Estratto della pagina:

• • • • • • •

L’assenza di opportunità per gli esordienti, coniugandosi alla scarsità di risorse del sistema produttivo, crea addirittura percorsi surrettizi agli OperaStudio: tali sono le fioriture incontrollate di pseudo accademie che garantirebbero (almeno sulla carta) il debutto; tali sono quei concorsi che, in taluni casi, si sono trasformati in vere agenzie di collocamento artistico low-cost. Tutto questo nel disinteresse dei Conservatori di Musica.

E l’impatto economico e sociale del settore non sarebbe neppure così trascurabile. Infatti, nel momento in cui i livelli di occupazione teatrale stabile in Italia crollavano, si aprivano nuove opportunità d’impiego interessanti dal punto di vista numerico, con maggiori unità impiegabili rispetto al passato. In sostanza, di fronte alla contrazione economica, la protezione corporativa -che tendeva a replicare uniformemente scelte di casting nei cartelloni delle diverse città- si è aperta, lasciando maggiori spazi di inserimento per i giovani.

• • • • • • •

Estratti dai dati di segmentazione
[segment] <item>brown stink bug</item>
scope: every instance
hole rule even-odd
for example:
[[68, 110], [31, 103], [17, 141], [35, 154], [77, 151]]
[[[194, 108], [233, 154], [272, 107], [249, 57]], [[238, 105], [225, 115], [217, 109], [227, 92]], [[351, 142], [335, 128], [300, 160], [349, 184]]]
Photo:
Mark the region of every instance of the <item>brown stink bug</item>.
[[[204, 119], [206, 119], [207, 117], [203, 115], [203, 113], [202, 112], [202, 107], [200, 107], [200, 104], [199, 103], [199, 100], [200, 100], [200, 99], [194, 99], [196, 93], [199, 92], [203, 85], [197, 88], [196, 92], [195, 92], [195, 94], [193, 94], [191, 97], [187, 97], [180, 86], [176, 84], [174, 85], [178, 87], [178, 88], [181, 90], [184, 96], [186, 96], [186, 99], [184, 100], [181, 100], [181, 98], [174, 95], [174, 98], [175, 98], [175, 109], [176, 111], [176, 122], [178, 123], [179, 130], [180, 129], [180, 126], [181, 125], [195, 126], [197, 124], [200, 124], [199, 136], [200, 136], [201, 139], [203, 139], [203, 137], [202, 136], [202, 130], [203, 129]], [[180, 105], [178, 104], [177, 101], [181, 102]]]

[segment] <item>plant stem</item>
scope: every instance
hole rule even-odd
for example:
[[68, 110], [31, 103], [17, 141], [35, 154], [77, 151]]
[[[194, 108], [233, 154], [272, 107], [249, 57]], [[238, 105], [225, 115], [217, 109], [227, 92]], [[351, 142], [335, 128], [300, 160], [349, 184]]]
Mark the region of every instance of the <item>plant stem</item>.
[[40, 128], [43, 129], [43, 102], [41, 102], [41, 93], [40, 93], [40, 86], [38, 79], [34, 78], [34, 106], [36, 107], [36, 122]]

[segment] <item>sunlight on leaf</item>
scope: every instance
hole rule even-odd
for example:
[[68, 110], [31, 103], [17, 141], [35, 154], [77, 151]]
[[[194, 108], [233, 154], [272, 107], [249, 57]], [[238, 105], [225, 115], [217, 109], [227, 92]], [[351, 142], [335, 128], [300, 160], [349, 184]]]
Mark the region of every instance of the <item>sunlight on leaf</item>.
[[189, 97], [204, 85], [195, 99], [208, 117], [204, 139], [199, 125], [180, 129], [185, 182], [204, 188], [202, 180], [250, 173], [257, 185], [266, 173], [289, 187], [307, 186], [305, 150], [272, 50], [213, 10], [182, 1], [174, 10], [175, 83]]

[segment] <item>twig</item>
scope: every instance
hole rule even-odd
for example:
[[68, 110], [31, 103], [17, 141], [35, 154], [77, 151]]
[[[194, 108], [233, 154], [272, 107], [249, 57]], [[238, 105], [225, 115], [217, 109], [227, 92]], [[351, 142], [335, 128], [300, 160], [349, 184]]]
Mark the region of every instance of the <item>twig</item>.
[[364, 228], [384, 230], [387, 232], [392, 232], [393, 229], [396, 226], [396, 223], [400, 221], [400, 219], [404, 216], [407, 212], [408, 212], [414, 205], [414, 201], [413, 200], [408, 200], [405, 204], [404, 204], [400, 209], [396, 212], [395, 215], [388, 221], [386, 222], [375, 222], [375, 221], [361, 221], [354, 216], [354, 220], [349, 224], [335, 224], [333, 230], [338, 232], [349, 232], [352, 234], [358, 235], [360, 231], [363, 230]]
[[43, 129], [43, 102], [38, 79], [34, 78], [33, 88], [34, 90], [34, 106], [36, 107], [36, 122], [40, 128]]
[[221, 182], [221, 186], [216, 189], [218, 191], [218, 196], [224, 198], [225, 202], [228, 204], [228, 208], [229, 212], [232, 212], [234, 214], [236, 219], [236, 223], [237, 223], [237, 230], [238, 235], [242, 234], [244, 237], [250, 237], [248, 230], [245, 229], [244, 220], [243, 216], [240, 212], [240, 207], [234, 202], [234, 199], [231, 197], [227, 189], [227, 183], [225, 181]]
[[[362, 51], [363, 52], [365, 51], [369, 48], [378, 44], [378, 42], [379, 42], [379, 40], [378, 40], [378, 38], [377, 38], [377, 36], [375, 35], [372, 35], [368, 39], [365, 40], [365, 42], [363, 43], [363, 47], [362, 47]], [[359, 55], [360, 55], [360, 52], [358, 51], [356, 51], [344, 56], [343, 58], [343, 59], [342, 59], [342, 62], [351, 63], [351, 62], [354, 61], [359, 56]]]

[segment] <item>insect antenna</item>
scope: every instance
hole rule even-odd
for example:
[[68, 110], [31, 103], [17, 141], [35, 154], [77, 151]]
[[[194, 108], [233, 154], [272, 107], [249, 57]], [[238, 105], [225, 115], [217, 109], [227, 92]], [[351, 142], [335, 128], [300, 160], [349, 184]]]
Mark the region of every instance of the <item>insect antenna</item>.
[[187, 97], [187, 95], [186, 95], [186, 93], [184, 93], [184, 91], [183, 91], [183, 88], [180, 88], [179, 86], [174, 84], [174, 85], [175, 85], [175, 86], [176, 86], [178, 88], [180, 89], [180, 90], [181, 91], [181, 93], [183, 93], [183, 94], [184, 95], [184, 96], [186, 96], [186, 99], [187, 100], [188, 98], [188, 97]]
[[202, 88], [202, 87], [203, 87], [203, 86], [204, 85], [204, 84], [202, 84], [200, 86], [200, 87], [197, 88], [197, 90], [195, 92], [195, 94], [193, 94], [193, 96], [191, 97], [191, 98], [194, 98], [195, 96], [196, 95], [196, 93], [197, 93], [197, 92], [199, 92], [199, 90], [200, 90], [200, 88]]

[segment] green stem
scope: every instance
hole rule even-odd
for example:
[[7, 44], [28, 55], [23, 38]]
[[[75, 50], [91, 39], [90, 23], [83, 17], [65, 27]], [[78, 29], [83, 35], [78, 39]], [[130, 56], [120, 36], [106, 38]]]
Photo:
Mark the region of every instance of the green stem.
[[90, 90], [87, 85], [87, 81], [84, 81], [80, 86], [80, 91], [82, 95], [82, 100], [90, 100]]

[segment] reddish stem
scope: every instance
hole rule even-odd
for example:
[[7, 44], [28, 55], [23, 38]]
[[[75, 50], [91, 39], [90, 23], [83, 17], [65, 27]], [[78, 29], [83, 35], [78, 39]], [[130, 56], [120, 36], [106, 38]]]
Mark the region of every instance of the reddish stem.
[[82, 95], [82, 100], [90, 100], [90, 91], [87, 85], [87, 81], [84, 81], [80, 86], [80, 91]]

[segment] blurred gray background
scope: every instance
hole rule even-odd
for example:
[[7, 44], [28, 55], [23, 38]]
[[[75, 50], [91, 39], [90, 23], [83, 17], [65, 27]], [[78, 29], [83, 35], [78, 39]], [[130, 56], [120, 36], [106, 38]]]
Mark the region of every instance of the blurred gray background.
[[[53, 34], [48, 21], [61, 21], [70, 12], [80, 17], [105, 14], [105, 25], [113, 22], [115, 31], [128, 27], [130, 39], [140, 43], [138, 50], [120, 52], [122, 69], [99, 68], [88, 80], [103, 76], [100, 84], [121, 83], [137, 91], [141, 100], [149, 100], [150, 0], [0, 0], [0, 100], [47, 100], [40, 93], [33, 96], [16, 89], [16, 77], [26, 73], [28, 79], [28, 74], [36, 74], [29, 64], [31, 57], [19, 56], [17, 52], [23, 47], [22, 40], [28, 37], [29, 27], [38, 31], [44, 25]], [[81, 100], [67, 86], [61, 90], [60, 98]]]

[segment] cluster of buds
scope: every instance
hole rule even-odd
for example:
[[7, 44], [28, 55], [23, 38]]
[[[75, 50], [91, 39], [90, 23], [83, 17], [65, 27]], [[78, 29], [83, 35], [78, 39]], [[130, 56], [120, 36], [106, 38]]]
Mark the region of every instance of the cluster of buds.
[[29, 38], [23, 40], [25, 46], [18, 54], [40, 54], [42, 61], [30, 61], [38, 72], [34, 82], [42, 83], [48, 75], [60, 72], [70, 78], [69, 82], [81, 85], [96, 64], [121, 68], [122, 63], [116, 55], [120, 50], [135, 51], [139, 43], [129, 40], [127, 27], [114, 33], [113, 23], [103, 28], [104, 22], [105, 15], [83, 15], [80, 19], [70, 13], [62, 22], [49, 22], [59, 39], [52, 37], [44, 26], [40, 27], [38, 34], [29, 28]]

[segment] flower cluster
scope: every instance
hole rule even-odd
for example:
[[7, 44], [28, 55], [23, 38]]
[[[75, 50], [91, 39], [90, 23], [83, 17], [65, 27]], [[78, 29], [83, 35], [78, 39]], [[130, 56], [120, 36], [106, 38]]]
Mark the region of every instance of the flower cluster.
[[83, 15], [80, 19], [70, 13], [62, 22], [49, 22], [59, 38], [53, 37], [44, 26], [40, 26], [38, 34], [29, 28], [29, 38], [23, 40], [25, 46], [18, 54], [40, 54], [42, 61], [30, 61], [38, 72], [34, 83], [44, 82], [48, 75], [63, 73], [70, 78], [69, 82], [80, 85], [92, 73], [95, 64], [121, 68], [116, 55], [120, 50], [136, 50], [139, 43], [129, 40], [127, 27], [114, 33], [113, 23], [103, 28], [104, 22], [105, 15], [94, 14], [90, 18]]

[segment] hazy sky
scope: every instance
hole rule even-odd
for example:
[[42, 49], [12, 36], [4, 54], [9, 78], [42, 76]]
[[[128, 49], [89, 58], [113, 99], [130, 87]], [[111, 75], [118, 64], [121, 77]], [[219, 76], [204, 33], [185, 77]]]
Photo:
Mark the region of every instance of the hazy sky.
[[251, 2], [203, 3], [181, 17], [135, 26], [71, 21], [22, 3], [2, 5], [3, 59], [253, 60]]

• • • • • • •

Compiti ed esercizi:
• A. Rispondi a queste domande sull'estratto:
(i) In che cosa si sono trasformati, in taluni casi, alcuni concorsi?
(ii) Quali istituzioni, secondo l'estratto, si disinteressano di tutto questo?
(iii) Quali livelli crollavano in Italia nel momento in cui si aprivano nuove opportunità d'impiego?
• B. Trascrivi dall'estratto il passo che va da "L’assenza di opportunità" fino a "Conservatori di Musica." incluso.
Per rispondere ci si basa unicamente sull'estratto.

Risposte in ordine:
• A.
(i) In vere agenzie di collocamento artistico low-cost.
(ii) I Conservatori di Musica.
(iii) I livelli di occupazione teatrale stabile.

• B.
L’assenza di opportunità per gli esordienti, coniugandosi alla scarsità di risorse del sistema produttivo, crea addirittura percorsi surrettizi agli OperaStudio: tali sono le fioriture incontrollate di pseudo accademie che garantirebbero (almeno sulla carta) il debutto; tali sono quei concorsi che, in taluni casi, si sono trasformati in vere agenzie di collocamento artistico low-cost. Tutto questo nel disinteresse dei Conservatori di Musica.